Aim of the exercise -
Nothing but an exact copy of the listing should be given.
□ □ □
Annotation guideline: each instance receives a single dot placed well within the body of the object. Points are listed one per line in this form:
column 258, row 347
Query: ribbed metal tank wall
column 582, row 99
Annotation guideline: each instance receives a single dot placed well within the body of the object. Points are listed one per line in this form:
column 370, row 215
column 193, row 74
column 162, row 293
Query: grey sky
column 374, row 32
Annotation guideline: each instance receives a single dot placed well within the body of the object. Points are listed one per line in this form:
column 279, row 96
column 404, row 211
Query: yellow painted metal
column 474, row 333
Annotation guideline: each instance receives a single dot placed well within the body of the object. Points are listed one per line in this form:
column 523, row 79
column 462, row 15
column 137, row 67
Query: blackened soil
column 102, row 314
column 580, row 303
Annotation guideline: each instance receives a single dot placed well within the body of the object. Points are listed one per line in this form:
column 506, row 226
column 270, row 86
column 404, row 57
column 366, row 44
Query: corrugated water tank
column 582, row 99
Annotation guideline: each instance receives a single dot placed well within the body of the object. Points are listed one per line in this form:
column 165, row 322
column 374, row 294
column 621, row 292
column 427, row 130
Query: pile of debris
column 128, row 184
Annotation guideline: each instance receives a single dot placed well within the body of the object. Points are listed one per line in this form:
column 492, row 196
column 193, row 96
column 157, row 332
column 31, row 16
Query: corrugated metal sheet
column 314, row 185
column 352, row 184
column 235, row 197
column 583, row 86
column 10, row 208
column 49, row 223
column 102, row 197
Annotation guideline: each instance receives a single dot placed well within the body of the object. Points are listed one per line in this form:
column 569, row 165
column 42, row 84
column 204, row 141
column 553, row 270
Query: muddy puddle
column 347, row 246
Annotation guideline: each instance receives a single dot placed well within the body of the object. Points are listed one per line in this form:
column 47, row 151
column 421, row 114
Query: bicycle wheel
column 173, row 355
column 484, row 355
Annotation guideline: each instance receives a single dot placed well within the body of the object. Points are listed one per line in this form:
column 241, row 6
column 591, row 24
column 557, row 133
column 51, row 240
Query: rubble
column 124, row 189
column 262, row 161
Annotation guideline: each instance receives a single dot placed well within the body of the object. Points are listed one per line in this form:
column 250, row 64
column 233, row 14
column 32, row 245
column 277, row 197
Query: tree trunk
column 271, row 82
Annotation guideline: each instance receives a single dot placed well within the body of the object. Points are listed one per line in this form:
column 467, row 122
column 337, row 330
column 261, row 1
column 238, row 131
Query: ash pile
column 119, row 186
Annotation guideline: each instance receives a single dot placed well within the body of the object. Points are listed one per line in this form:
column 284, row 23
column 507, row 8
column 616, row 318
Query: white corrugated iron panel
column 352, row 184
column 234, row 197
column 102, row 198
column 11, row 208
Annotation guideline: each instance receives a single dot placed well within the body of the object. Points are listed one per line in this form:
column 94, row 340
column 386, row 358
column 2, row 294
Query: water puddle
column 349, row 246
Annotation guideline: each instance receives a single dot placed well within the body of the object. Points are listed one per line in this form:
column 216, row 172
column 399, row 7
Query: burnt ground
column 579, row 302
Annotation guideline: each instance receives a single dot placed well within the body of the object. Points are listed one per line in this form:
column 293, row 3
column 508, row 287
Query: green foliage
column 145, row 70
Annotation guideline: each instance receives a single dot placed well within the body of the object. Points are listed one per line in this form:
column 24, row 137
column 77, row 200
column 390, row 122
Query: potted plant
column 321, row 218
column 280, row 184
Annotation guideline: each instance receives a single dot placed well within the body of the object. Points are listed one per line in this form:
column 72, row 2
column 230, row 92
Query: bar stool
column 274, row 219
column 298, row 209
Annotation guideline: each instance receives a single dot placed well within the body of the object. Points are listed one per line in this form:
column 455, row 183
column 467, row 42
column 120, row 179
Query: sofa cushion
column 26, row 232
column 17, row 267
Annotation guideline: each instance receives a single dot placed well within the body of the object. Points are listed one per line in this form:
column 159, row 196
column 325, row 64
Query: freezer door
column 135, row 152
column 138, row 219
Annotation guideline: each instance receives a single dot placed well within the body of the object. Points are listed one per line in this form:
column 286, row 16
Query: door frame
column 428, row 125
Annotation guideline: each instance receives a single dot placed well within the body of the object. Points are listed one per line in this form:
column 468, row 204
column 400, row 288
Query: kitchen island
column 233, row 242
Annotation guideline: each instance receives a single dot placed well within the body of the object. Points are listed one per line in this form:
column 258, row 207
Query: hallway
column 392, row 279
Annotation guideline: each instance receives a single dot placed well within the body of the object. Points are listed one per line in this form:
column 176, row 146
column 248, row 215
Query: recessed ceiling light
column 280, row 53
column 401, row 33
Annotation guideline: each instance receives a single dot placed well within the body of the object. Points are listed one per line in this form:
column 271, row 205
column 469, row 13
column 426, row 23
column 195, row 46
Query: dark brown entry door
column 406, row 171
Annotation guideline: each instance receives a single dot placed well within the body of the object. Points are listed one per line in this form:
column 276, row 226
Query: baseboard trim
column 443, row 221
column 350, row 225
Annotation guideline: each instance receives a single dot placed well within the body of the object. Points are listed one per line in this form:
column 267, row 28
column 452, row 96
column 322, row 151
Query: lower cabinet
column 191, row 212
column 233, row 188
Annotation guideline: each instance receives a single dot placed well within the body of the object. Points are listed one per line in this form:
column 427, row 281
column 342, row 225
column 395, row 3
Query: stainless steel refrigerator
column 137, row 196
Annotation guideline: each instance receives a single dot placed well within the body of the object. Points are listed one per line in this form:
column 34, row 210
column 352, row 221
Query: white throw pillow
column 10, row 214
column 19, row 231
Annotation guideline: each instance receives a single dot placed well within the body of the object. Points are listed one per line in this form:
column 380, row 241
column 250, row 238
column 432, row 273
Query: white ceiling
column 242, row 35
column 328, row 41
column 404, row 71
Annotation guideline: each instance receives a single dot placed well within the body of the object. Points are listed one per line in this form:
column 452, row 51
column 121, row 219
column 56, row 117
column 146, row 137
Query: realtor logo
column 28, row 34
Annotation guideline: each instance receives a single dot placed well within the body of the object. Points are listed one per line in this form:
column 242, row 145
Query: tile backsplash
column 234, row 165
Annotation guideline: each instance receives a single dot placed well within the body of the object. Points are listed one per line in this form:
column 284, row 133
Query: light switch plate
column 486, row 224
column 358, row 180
□ □ □
Finished task -
Annotation guideline: each instance receives a single dot placed well within the body of the object. Points are listed one per line in this form:
column 258, row 347
Query: ribbed metal tank wall
column 582, row 99
Annotation guideline: each instance receives a single dot placed well within the body of the object. Points are listed one per line in this form:
column 370, row 215
column 193, row 74
column 162, row 293
Query: grey sky
column 374, row 32
Annotation guideline: each instance receives a single dot placed well within the body of the object. Points are listed one per line in this form:
column 279, row 96
column 404, row 211
Query: yellow painted metal
column 474, row 333
Annotation guideline: each instance receives a single dot placed well within the body of the object. Points are listed one per line in this form:
column 523, row 79
column 462, row 15
column 137, row 67
Query: blackened soil
column 102, row 314
column 580, row 303
Annotation guideline: each instance receives a single dot placed well within the body of the object. Points are listed one per line in this form:
column 506, row 226
column 270, row 86
column 404, row 57
column 366, row 44
Query: corrugated water tank
column 582, row 99
Annotation guideline: each instance receives a single dot placed well within the body of the object. Points are listed one per line in this form:
column 165, row 322
column 374, row 294
column 621, row 292
column 427, row 130
Query: pile of debris
column 128, row 184
Annotation guideline: each instance receives a single dot placed well within the body of the object. Points are listed one per line in this form:
column 492, row 196
column 193, row 96
column 157, row 332
column 31, row 16
Query: corrugated metal sheet
column 314, row 185
column 352, row 184
column 235, row 197
column 583, row 86
column 10, row 208
column 49, row 223
column 102, row 197
Annotation guideline: each instance receives a single dot placed well within the body of the object. Points are listed one per line in this form:
column 569, row 165
column 42, row 84
column 204, row 141
column 553, row 270
Query: muddy puddle
column 347, row 246
Annotation guideline: each instance receives a single dot placed well within the body of the object. Points are listed one per line in this form:
column 47, row 151
column 421, row 114
Query: bicycle wheel
column 173, row 355
column 484, row 355
Annotation guideline: each instance receives a single dot placed well within the body of the object. Points are listed one per line in this form:
column 241, row 6
column 591, row 24
column 557, row 133
column 51, row 240
Query: rubble
column 124, row 189
column 262, row 161
Annotation guideline: each instance receives a single dot placed well within the body of the object. Points are listed one per line in this form:
column 250, row 64
column 233, row 14
column 32, row 245
column 277, row 197
Query: tree trunk
column 271, row 82
Annotation guideline: each instance receives a single dot placed well within the body of the object. Points are listed one per line in this form:
column 467, row 122
column 337, row 330
column 261, row 1
column 238, row 131
Query: ash pile
column 119, row 186
Annotation guideline: each instance receives a single dot placed well within the body of the object. Points are listed one per line in this form:
column 284, row 23
column 507, row 8
column 616, row 318
Query: white corrugated iron panel
column 352, row 184
column 234, row 197
column 102, row 198
column 11, row 208
Annotation guideline: each instance receives a single dot placed well within the body of the object. Points are listed one per line in this form:
column 94, row 340
column 386, row 358
column 2, row 294
Query: water puddle
column 349, row 246
Annotation guideline: each instance receives a single dot placed well within the body of the object. Points are listed one per line in this form:
column 216, row 172
column 399, row 7
Query: burnt ground
column 579, row 302
Annotation guideline: each instance receives a single dot placed well within the body of the object. Points are listed one per line in this form:
column 293, row 3
column 508, row 287
Query: green foliage
column 145, row 70
Annotation guideline: each instance receives a single dot placed well within the body of the object. Points are listed one per line in this form:
column 24, row 137
column 77, row 200
column 390, row 122
Query: potted plant
column 321, row 218
column 280, row 184
Annotation guideline: each instance receives a single dot placed well within the body of the object. Points are listed one per line in this form:
column 72, row 2
column 230, row 92
Query: bar stool
column 274, row 219
column 298, row 209
Annotation guideline: each instance receives a single dot placed well within the body of the object. Points are listed one per line in this form:
column 455, row 183
column 467, row 42
column 120, row 179
Query: sofa cushion
column 26, row 232
column 17, row 267
Annotation guideline: each instance receives a single dot placed well within the body of the object. Points are listed one per line in this form:
column 159, row 196
column 325, row 64
Query: freezer door
column 135, row 152
column 138, row 219
Annotation guideline: each instance receives a single dot placed well within the body of the object. Points are listed one per line in this form:
column 286, row 16
Query: door frame
column 428, row 125
Annotation guideline: each instance receives a single dot placed well within the body of the object. Points are listed one per line in this form:
column 468, row 204
column 400, row 288
Query: kitchen island
column 233, row 242
Annotation guideline: each instance receives a single dot placed well within the body of the object. Points are listed one per line in this form:
column 258, row 207
Query: hallway
column 392, row 279
Annotation guideline: each instance receives a single dot placed well within the body of the object. Points are listed one per line in this form:
column 176, row 146
column 248, row 215
Query: recessed ceiling light
column 280, row 53
column 401, row 33
Annotation guideline: each instance receives a single dot placed well within the body of the object. Points are listed one per line in this form:
column 271, row 205
column 469, row 13
column 426, row 23
column 195, row 46
Query: dark brown entry door
column 406, row 171
Annotation guideline: each instance receives a single dot placed well within the body of the object. Points are listed one per line in this form:
column 276, row 226
Query: baseboard trim
column 443, row 221
column 350, row 225
Annotation guideline: each instance receives a single dot placed well within the body of the object. Points are listed one per line in this form:
column 267, row 28
column 452, row 96
column 322, row 151
Query: lower cabinet
column 191, row 212
column 233, row 188
Annotation guideline: each instance receives a single dot placed well within the body of the object. Points are listed one per line in this form:
column 427, row 281
column 342, row 225
column 395, row 3
Query: stainless steel refrigerator
column 137, row 196
Annotation guideline: each instance receives a single dot placed well within the body of the object. Points are listed one per line in this form:
column 34, row 210
column 352, row 221
Query: white throw pillow
column 10, row 214
column 19, row 231
Annotation guideline: each instance receives a single dot placed well within the body of the object. Points are listed one per line in this form:
column 380, row 241
column 250, row 238
column 432, row 273
Query: white ceiling
column 242, row 35
column 328, row 41
column 404, row 71
Annotation guideline: each instance receives a single dot placed well within the body of the object. Points are listed one per line in this form:
column 452, row 51
column 121, row 219
column 56, row 117
column 146, row 137
Query: realtor logo
column 28, row 34
Annotation guideline: each instance receives a single dot placed well within the body of the object. Points are listed one per line in this form:
column 242, row 145
Query: tile backsplash
column 234, row 165
Annotation guideline: each instance receives a single dot placed well within the body of the object. Points are listed one per line in this form:
column 284, row 133
Query: light switch plate
column 486, row 224
column 358, row 180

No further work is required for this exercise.